Task brief:
Reproduce verbatim the rows below from the line containing "I'd appreciate your help finding the black eyeglass" through the line containing "[65,104,91,144]", inclusive. Output only those lines.

Materials provided:
※ ※ ※
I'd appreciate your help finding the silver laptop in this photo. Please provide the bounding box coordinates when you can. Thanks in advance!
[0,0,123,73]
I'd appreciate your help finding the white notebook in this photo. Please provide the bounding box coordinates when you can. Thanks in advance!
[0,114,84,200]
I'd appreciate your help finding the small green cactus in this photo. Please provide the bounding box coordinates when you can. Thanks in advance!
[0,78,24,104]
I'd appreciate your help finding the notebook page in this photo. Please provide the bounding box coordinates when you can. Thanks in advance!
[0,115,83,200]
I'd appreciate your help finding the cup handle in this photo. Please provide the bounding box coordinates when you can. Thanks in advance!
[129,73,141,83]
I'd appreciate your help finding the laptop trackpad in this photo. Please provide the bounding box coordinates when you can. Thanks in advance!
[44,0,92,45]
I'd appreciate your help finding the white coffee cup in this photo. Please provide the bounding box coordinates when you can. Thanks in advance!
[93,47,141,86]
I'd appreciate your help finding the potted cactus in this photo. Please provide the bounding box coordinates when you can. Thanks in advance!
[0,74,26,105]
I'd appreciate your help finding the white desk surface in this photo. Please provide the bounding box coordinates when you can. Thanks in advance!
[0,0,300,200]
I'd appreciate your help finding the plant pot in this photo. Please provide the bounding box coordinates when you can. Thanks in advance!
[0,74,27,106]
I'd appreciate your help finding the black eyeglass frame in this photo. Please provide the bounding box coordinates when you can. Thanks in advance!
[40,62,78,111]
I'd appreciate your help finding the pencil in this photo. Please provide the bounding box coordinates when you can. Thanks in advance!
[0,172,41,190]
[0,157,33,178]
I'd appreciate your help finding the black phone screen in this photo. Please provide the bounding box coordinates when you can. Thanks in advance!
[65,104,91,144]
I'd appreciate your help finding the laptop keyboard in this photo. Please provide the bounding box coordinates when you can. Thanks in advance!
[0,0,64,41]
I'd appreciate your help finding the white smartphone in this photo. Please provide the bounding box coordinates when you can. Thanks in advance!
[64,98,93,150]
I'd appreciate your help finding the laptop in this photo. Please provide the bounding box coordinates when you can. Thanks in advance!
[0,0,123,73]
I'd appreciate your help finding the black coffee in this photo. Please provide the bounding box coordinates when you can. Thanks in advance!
※ ※ ※
Answer to this exercise:
I'd appreciate your help finding the black eyeglass frame in this photo. Please provide the bounding box coordinates when you can. Thanks in advance!
[40,62,78,111]
I'd appreciate your help finding the pencil in this photo. Please provide the bounding box coordinates when you can. Thanks in advance!
[0,172,41,190]
[0,157,33,178]
I'd appreciate your help finding the black phone screen in this photo. Please provide the bounding box coordinates when you can. Thanks in advance!
[65,104,91,144]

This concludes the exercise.